◆ **AUSGANGSTEXT**:

※ ※ ※

Ausserdem unterstützt unsere Software Therapeutinnen dabei, ihr Feedback effizient zu erfassen und an die Patienten zu übermitteln. Für diese zusätzliche Arbeit müssen Physiotherapeuten dann natürlich auch fair vergütet werden.
Die altersdemographische Entwicklung und die damit einhergehende Zunahme chronischer Krankheiten führt zu immer mehr Patienten in höherem Alter. Wie geeignet kann der Gamification-Ansatz bei dieser Zielgruppe sein?
Unser Produkt ist trotz der Inspiration durch Gamification ganz klar kein Videospiel, und setzt nicht einmal ein Interesse an Videospielen im klassischen Sinne voraus.
Wir wollen mit unserem Angebot Patientinnen und Patienten ansprechen, die bereits Erfahrung im Umgang mit digitalen Medien haben – etwa mit Apps auf dem Smartphone, Video Streaming oder sozialen Netzwerken. Heutzutage ist die Nutzung von digitalen Medien zumindest bei Personen bis 65 Jahre durchwegs sehr hoch – somit können wir schon einmal zwei Drittel aller Physiotherapie-Patienten erreichen.
Mit welcher Unterstützung aus dem medizinischen Bereich, konkret der Physiotherapie, wurde und wird das Produkt entwickelt?
Wir haben bis jetzt mit mehreren Partnern aus der Physiotherapie erfolgreich zusammengearbeitet – etwa mit der Schulthess Klinik in Zürich oder der Rennbahnklinik bei Basel. Mit der Schulthess Klinik planen wir nun auch gemeinsam die Fertigstellung und Erprobung unseres ersten Produkts.
«Wir gehen das Thema deswegen mit grossem Respekt an und wissen, dass wir die Wirksamkeit unseres Produkts erst noch beweisen müssen.»
Welche Resonanz können Sie bisher feststellen, von Seiten der Praxis, der Kliniken und auch der Krankenkassen?
Wir merken immer wieder, dass das Problem bei Kliniken und Krankenkassen wohlbekannt und trotzdem hochaktuell ist. Es ist für uns Chance und Ansporn zugleich, wenn sich namhafte Partner wie die Schulthess Klinik oder die Rennbahnklinik Zeit nehmen, unser Produkt mit Patientinnen und Therapeutinnen zu testen. Wenn dann auch regelmässig positive Rückmeldung kommt, ist das natürlich sehr motivierend.

※ ※ ※

◆ **AUFGABEN**:
a: Nenne die Klinik, mit der laut Ausgangstext die Fertigstellung und Erprobung des ersten Produkts gemeinsam geplant wird.
b: Entscheide für jede Aussage, ob sie mit dem Ausgangstext übereinstimmt, und belege dein Urteil mit einem wörtlichen Zitat: (i) Das Produkt ist ein Videospiel. (ii) Bei Personen bis 65 Jahre ist die Nutzung digitaler Medien sehr hoch. (iii) Die Wirksamkeit des Produkts ist bereits bewiesen.
Stütze dich dabei allein auf den Ausgangstext.

◆ **Erfasste Daten**:
※ ※ ※

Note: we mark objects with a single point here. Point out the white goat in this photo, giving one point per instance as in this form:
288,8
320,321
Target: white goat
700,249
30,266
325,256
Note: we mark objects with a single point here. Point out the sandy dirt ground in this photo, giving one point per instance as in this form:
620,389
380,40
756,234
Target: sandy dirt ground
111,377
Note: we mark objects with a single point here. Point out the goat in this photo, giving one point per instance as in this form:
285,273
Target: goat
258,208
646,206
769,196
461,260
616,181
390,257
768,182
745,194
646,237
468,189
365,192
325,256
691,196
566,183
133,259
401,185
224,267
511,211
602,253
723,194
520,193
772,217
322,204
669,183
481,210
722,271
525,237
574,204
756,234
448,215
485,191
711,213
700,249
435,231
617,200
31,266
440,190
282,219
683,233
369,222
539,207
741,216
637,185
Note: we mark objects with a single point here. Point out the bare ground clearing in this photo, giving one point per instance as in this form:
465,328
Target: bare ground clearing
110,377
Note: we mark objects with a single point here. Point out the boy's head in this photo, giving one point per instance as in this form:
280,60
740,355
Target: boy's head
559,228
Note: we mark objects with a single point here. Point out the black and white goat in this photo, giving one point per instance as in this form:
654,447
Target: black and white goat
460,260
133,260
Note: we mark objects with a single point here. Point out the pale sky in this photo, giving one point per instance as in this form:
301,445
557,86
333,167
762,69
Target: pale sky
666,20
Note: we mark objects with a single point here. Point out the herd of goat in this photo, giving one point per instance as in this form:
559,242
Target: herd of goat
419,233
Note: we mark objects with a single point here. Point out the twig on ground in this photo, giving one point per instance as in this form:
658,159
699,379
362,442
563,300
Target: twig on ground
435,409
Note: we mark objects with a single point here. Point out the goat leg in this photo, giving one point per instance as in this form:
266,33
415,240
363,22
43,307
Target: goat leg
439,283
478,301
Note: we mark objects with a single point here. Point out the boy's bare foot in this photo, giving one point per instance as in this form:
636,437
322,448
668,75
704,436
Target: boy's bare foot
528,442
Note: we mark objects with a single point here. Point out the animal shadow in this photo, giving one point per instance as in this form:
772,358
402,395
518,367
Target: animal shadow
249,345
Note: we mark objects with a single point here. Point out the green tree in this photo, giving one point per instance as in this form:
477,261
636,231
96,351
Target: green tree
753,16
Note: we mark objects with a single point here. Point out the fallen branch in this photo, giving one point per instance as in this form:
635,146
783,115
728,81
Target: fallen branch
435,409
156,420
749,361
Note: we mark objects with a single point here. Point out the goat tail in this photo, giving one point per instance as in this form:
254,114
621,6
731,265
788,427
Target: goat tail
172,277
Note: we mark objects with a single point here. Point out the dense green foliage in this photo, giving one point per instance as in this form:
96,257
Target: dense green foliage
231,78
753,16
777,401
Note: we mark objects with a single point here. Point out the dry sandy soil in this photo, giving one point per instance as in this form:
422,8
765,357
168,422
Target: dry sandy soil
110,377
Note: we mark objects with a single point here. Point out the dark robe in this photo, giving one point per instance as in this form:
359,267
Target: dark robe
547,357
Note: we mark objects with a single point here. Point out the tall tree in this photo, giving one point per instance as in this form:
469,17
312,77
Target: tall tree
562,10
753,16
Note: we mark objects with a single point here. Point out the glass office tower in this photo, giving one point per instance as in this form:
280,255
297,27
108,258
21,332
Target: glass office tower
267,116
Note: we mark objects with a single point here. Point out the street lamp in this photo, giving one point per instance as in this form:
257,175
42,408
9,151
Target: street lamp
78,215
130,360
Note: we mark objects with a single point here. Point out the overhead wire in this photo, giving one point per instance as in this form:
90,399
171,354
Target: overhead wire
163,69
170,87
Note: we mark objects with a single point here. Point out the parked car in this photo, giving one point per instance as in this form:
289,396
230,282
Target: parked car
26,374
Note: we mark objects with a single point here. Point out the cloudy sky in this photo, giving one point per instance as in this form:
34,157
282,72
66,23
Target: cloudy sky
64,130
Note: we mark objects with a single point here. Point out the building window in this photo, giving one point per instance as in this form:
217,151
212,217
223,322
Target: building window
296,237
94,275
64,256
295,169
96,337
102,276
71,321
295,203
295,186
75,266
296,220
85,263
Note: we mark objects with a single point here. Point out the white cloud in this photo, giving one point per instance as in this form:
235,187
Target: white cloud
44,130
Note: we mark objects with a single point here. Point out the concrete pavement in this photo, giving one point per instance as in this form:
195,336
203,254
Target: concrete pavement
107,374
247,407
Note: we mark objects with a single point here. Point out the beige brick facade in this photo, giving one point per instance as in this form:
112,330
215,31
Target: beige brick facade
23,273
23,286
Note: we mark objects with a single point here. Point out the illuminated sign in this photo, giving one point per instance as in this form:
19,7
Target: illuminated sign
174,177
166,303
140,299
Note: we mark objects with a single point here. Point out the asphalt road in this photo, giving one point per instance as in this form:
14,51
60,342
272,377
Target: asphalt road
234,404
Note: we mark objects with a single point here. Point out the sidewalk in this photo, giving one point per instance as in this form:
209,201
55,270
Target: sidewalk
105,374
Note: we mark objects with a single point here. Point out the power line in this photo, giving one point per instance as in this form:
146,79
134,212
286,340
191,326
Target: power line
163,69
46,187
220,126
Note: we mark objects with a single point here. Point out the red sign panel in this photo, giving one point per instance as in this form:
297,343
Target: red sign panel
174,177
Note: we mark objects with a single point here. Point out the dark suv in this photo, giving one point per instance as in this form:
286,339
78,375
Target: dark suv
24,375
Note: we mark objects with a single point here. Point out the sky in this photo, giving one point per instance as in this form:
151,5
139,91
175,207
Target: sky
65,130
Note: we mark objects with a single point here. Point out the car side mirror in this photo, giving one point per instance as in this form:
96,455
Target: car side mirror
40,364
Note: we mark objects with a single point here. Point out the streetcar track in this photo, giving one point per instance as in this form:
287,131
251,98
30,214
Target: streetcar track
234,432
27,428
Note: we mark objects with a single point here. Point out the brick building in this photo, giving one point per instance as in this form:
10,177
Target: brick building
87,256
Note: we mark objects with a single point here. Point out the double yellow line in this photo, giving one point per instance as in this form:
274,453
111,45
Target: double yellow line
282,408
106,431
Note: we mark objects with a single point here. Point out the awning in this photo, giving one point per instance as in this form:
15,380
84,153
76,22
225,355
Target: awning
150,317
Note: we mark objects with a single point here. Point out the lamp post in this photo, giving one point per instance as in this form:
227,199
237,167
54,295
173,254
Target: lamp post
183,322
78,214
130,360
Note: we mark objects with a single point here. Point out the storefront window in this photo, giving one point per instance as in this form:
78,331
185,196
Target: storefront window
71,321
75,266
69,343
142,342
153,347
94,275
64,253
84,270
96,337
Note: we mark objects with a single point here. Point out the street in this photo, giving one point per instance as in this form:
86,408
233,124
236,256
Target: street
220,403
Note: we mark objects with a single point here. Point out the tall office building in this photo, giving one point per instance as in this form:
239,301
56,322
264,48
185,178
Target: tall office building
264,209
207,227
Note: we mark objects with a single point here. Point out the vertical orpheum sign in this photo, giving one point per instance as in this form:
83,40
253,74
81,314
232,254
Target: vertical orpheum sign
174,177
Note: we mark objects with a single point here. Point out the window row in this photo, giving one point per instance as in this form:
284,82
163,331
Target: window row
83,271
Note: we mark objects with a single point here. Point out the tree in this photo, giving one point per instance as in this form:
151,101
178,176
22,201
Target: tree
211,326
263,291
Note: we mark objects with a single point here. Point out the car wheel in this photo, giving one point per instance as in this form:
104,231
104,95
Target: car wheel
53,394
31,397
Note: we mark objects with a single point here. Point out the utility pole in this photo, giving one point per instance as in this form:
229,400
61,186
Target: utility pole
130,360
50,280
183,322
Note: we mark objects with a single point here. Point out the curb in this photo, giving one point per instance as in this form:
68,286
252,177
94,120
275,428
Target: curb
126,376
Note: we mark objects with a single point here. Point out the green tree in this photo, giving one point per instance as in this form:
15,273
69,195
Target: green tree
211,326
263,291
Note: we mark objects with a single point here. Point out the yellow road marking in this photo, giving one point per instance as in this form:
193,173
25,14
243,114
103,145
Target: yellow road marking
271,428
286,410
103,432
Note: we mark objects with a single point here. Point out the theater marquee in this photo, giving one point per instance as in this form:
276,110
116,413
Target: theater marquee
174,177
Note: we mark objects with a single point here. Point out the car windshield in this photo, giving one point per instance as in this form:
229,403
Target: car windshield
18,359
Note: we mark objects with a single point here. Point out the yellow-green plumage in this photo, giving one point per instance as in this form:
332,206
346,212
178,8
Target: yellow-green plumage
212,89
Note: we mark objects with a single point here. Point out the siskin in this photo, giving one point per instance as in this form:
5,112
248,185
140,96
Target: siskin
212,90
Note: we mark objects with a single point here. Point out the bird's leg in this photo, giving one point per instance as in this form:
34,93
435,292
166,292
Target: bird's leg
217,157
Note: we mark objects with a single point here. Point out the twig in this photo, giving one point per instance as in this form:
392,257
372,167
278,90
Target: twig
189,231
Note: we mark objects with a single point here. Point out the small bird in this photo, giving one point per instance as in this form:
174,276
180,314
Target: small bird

※ ※ ※

◆ **LÖSUNGEN**:
a: Die Schulthess Klinik in Zürich.

b:
(i) Nein: „ganz klar kein Videospiel“
(ii) Ja: „Heutzutage ist die Nutzung von digitalen Medien zumindest bei Personen bis 65 Jahre durchwegs sehr hoch“
(iii) Nein: „dass wir die Wirksamkeit unseres Produkts erst noch beweisen müssen“